EXERCISE:
The lines below that include "willing" are to be found and copied.

++++ INFORMATION GIVEN

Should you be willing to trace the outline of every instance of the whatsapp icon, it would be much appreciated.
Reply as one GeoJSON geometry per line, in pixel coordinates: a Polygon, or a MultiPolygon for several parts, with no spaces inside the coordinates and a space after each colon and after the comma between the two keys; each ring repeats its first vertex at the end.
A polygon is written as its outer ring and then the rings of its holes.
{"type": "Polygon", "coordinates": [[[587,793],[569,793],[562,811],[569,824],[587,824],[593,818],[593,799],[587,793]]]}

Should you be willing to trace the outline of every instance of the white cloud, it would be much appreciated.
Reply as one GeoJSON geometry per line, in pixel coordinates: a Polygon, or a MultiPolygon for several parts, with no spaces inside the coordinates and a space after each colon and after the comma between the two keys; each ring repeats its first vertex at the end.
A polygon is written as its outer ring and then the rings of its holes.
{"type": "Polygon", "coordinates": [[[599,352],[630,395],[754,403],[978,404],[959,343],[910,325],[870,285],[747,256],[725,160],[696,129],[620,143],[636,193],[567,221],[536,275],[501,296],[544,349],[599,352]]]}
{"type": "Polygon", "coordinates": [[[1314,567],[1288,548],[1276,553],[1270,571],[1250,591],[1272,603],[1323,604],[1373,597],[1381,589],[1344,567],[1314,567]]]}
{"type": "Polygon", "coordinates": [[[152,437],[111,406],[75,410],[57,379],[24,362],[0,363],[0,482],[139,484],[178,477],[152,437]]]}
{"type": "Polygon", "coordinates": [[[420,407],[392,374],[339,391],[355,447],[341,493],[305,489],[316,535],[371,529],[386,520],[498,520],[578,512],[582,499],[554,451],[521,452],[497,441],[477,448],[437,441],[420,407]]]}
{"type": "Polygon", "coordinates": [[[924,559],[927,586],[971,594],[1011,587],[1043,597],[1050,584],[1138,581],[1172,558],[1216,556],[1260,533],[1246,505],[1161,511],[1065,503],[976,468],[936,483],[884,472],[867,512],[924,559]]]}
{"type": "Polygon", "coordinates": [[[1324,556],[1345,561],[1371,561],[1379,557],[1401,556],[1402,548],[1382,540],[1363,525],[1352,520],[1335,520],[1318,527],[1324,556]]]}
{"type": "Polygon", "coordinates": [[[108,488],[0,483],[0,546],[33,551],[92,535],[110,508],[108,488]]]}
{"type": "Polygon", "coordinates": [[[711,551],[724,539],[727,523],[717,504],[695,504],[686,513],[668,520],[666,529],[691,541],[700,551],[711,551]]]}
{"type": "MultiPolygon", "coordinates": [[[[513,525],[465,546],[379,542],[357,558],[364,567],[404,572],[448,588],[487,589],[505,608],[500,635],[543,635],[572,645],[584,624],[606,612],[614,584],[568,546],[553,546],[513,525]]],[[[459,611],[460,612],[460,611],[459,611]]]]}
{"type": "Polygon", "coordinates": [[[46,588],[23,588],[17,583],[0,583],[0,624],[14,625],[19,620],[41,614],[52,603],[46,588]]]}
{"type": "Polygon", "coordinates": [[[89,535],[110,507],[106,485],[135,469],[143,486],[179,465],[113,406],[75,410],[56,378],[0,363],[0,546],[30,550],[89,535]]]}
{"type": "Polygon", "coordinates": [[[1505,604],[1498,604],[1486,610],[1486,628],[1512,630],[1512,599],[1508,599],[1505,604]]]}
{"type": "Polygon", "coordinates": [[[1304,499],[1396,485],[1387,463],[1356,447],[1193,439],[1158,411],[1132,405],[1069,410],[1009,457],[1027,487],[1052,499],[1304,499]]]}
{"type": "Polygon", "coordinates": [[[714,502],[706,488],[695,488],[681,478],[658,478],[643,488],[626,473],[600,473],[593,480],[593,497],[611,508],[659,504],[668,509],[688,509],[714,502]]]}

++++++++

COMPLETED EXERCISE:
Should you be willing to trace the outline of every instance of the whatsapp icon, it would be much appreciated.
Should you be willing to trace the outline of every instance of the white cloud, it would be much appreciated.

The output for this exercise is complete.